- _MATERIAL_:
============
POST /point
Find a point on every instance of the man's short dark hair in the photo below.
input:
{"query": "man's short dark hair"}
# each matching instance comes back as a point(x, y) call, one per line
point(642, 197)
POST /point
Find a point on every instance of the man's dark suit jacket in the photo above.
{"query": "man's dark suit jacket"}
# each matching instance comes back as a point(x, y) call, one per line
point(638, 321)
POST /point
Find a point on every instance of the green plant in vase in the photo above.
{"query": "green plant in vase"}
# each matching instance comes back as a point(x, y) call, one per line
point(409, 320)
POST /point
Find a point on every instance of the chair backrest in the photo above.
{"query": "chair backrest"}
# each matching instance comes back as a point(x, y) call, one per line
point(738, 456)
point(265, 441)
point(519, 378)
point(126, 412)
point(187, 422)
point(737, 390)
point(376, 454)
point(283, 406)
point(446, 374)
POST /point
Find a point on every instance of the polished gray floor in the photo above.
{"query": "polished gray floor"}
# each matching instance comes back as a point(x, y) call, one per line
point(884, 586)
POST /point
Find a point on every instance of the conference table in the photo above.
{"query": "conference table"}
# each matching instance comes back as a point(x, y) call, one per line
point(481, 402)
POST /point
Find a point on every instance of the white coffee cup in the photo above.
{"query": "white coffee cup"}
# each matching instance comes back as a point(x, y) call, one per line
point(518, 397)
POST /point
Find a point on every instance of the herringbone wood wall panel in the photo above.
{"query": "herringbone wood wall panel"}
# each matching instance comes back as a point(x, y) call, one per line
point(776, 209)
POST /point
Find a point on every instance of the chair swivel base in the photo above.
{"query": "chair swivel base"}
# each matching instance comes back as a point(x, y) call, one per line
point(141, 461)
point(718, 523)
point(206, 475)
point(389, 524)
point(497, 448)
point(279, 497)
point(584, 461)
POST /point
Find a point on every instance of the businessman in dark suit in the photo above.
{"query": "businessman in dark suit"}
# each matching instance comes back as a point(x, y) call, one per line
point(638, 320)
============
- _TASK TO CARRY OUT_:
Pick out every line in the listing above that contains the string "plant", treating uppercase and lowercase letters as distinct.

- _FULL SOLUTION_:
Find a point on every instance of the green plant in vase in the photo above.
{"query": "green plant in vase"}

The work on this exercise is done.